Lesetext:

Dabei wissen alle, dass dem Einfluss von Landesregierungen auf die Außenpolitik enge Grenzen gesetzt sind und die Koalitionsabsprachen nur symbolischen Wert haben können. Die wichtigen Entscheidungen werden durch die Bundesregierung vorbereitet, die sie vom Bundestag absegnen lässt. Der seit über zwei Jahren mit der „Zeitenwende“ verbundene Kurs der Aufrüstung und Militarisierung der Außenpolitik lässt sich nicht über Koalitionsbestimmungen für Landesregierungen aus den Angeln heben. Dennoch bewerten wir natürlich jede Stimmabgabe für das BSW statt für die AfD als positiv. Aber eine längerfristige Perspektive sehen wir für das BSW nicht und eine vorantreibende Funktion in den kommenden Klassenauseinandersetzungen wird sie mit ihren sozialdemokratischen Vorstellungen nicht gewinnen können. Denn gesellschaftspolitisch positioniert es sich als typisch sozialdemokratische Organisation mit all ihren Schwächen und Ungereimtheiten. So greift sie die in der Arbeiterschaft weit verbreiteten Urteile und Vorurteile auf, um Stimmen zu sammeln. Dazu gehört u.a. die Furcht vor Zuwanderung und der Stärkung von Minderheitenrechten (Stichwort LGBQ und Gender). Insofern war die Gründung des BSW nur eine logische Konsequenz aus der typischen sozialdemokratischen Koalitions- und Tolerierungspolitik der Linkspartei in der Vergangenheit. Dabei hat sie sich des als lästig empfundenen, ideologischen Programmballasts entledigt.
Die Koalitionsvereinbarung zwischen SPD und BSW für Brandenburg
„Brandenburg ist durch Artikel 2 Absatz 1 seiner Verfassung dem Frieden verpflichtet und strebt die Zusammenarbeit mit anderen Völkern an. Dazu gehört, aktiv zur Sicherung des Friedens beizutragen und ein Bekenntnis zur internationalen Zusammenarbeit. Dieses politische Ziel besteht losgelöst von der Zuständigkeit des Bundes für die Außen- und Verteidigungspolitik.“ Die Unverbindlichkeit der Formulierungen betrifft nicht nur die friedenspolitischen Aussagen, es durchzieht die gesamte Koalitionseinigung – mit einer Ausnahme, wie die Frankfurter Rundschau am 27. November 2024 berichtete: „Ein zentraler Punkt der Vereinbarung ist die geplante Erhöhung der Polizeistellen auf 9.000. […] Doch was will Rot-Lila jetzt anders machen? Angesprochen auf die wichtigsten Unterschiede zur Vorgängerregierung sagte Woidke, dass sich SPD und BSW in Brandenburg vielen neuen Herausforderungen stellen müssten. Ein Schwerpunkt in dem neuen Koalitionsvertrag sei sicherlich die Wirtschaft und die Schaffung von Arbeitsplätzen. Insgesamt umfasst der Vertrag unter dem Titel ‚Brandenburg voranbringen – Bewährtes sichern. Neues schaffen‘ 68 Seiten.“
Liest Mensch sich das Parteiprogramm des BSW durch, so fällt eines sofort ins Auge. Es ist zugeschnitten auf die parlamentarische Tätigkeit, auf die angestrebten Regierungsbeteiligungen. Jeglicher Rückgriff auf Fragen des Klassenkampfes oder die Rolle der Gewerkschaften fehlt, wie sie bei den Resten der Linkspartei noch als programmatisches Beiwerk vorhanden ist. Dies wird den Marsch ihres rechten Parteiflügels in die Arme der Herrschenden allerdings nicht aufhalten.

Bereitgestellte Angaben:

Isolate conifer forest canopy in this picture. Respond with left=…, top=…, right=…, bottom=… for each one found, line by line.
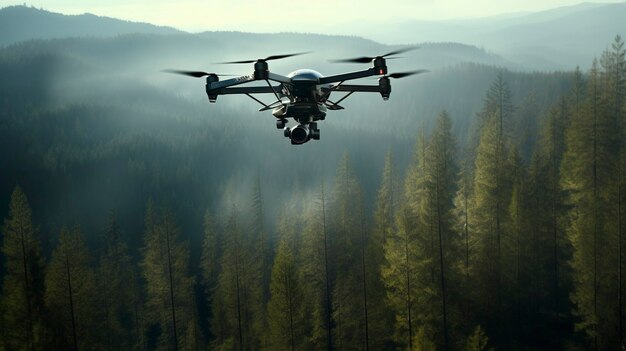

Teile der Übung:
[A] Wie viele Seiten umfasst laut Lesetext der Koalitionsvertrag von SPD und BSW in Brandenburg?
[B] Erklären Sie anhand des Lesetexts, warum sich der Kurs der Aufrüstung nicht über Koalitionsbestimmungen für Landesregierungen aus den Angeln heben lässt.
[C] Übersetzen Sie den folgenden Satz aus dem Lesetext ins Englische: „Die wichtigen Entscheidungen werden durch die Bundesregierung vorbereitet, die sie vom Bundestag absegnen lässt.“

Lösungen der Aufgaben:
[A] Der Vertrag umfasst 68 Seiten.

[B] Dem Einfluss von Landesregierungen auf die Außenpolitik sind enge Grenzen gesetzt, sodass Koalitionsabsprachen nur symbolischen Wert haben können. Die wichtigen Entscheidungen bereitet die Bundesregierung vor und lässt sie vom Bundestag absegnen.

[C] The important decisions are prepared by the federal government, which has them approved by the Bundestag.